Kutipan Teks »
-------------------------

Menurut Departemen Pertahanan Nasional RI, Ketahanan Nasional (Tannas) Indonesia adalah kondisi dinamik bangsa Indonesia yang meliputi segenap aspek kehidupan nasional yang terintegrasi berisi keuletan dan ketangguhan yang mengandung kemampuan mengembangkan kekuatan nasional, dalam menghadapi dan mengatasi segala tantangan, ancaman, hambatan, dan gangguan, baik yang datang dari luar maupun dari dalam, untuk menjamin identitas, integritas, kelangsungan hidup bangsa dan negara, serta perjuangan mencapai tujuan nasionalnya. Dalam memenuhi tujuan ini, tentu energi memegang peranan yang sangat penting.

Energi sebagai Unsur Ketahanan Nasional

Energi merupakan salah satu sumber daya yang penting bagi kehidupan dan kegiatan pembangunan bangsa, serta penggerak roda perekonomian Indonesia. Energi merupakan unsur penting dalam pembangunan dan kemandirian bangsa, maka penyediaan dan pemanfaatannya harus berpedoman pada tujuan untuk tercapainya kemakmuran rakyat Indonesia yang berwawasan lingkungan untuk pertahanan negara (Baca juga: Diary Hati #3, “ Energi bagi Ketahanan nasional” dan Diary HATI #2 Indonesia Mandiri Energi: Kenapa Tidak?”).

Ketika pasokan energi di suatu negara kurang atau bermasalah, maka alutsista di negara tersebut menjadi lumpuh. Hal ini membuat pertahanan negara menjadi lemah dan negara tersebut bisa menjadi hancur. Senada dengan hal ini, George W. Bush dalam State of the Union address, January 28, 2003, mengatakan, “Our third goal is to promote energy independence for our country, while dramatically improving the environment….”.

-------------------------

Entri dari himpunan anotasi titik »
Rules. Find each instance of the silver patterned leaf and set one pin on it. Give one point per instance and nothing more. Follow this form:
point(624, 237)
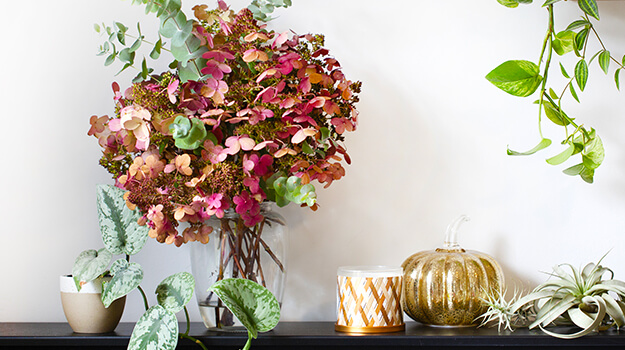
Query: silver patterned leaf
point(156, 329)
point(126, 277)
point(175, 291)
point(251, 303)
point(120, 231)
point(90, 264)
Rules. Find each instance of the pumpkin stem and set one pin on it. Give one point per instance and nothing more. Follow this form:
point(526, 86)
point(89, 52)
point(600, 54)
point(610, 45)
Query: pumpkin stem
point(451, 235)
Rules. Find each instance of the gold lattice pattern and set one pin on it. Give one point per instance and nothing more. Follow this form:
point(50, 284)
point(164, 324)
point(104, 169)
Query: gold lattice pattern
point(369, 302)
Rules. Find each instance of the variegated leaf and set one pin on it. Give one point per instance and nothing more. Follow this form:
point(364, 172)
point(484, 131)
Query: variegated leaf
point(175, 291)
point(90, 264)
point(156, 329)
point(120, 231)
point(126, 277)
point(251, 303)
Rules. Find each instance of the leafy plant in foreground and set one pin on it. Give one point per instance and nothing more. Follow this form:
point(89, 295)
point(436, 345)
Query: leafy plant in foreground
point(524, 78)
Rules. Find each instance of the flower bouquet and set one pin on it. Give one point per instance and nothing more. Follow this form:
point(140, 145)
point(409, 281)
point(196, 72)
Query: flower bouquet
point(246, 116)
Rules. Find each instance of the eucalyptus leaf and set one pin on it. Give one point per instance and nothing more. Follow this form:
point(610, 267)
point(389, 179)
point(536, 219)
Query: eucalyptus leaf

-------------------------

Tugas yang Dikerjakan »
1) Nyatakan apakah tiap pernyataan berikut sesuai dengan kutipan tentang ketahanan nasional, lalu sertakan kata-kata penentunya dari kutipan: (a) tantangan terhadap Ketahanan Nasional hanya datang dari luar negeri; (b) pasokan energi yang kurang membuat alutsista suatu negara lumpuh; (c) George W. Bush menyampaikan pernyataannya pada tahun 2005.
2) Tulis ulang kutipan tentang ketahanan nasional, mulai dari "Menurut Departemen Pertahanan" dan berlanjut sampai "yang sangat penting.". Ganti "keuletan" dengan "kegigihan".
3) Lanjutkan kutipan tentang ketahanan nasional mulai dari kalimat terakhirnya.

Kunci Jawaban »
1)
(a) Tidak: "baik yang datang dari luar maupun dari dalam".
(b) Ya: "Ketika pasokan energi di suatu negara kurang atau bermasalah, maka alutsista di negara tersebut menjadi lumpuh".
(c) Tidak: "State of the Union address, January 28, 2003".

2)
Menurut Departemen Pertahanan Nasional RI, Ketahanan Nasional (Tannas) Indonesia adalah kondisi dinamik bangsa Indonesia yang meliputi segenap aspek kehidupan nasional yang terintegrasi berisi kegigihan dan ketangguhan yang mengandung kemampuan mengembangkan kekuatan nasional, dalam menghadapi dan mengatasi segala tantangan, ancaman, hambatan, dan gangguan, baik yang datang dari luar maupun dari dalam, untuk menjamin identitas, integritas, kelangsungan hidup bangsa dan negara, serta perjuangan mencapai tujuan nasionalnya. Dalam memenuhi tujuan ini, tentu energi memegang peranan yang sangat penting.

3)
Selayang Pandang Permasalahan Energi Dunia

Tak dapat disangkal lagi bahwa energi ini telah menjadi komoditas bisnis bahkan komoditas politik. Hal ini dapat terlihat dari permasalahan energi yang timbul akibat tidak stabilnya kondisi geopolitik di berbagai belahan dunia (Nigeria, Iraq, Venezuela, Libya). Dari catatan fluktuasi harga minyak dunia, terlihat kenaikan ekstrim harga minyak dunia tidak semata-mata diakibatkan keterbatasan persediaan melainkan adanya permasalahan politis di daerah-daerah penghasil minyak dunia.

Selain itu, krisis energi juga diakibatkan peningkatan konsumsi energi dunia seperti China, India dan Rusia. Ditambah pula oleh faktor teknis lainnya yaitu sulit dan mahalnya pengeksplorasian, pengembangan dan produksi sumber minyak karena faktor geologi. Di lain sisi, program diversifikasi dalam pengembangan sumber energi alternatif masih memiliki berbagai kendala seperti rendahnya efisiensi, isu lingkungan, dan ketidaksiapan dukungan teknologi.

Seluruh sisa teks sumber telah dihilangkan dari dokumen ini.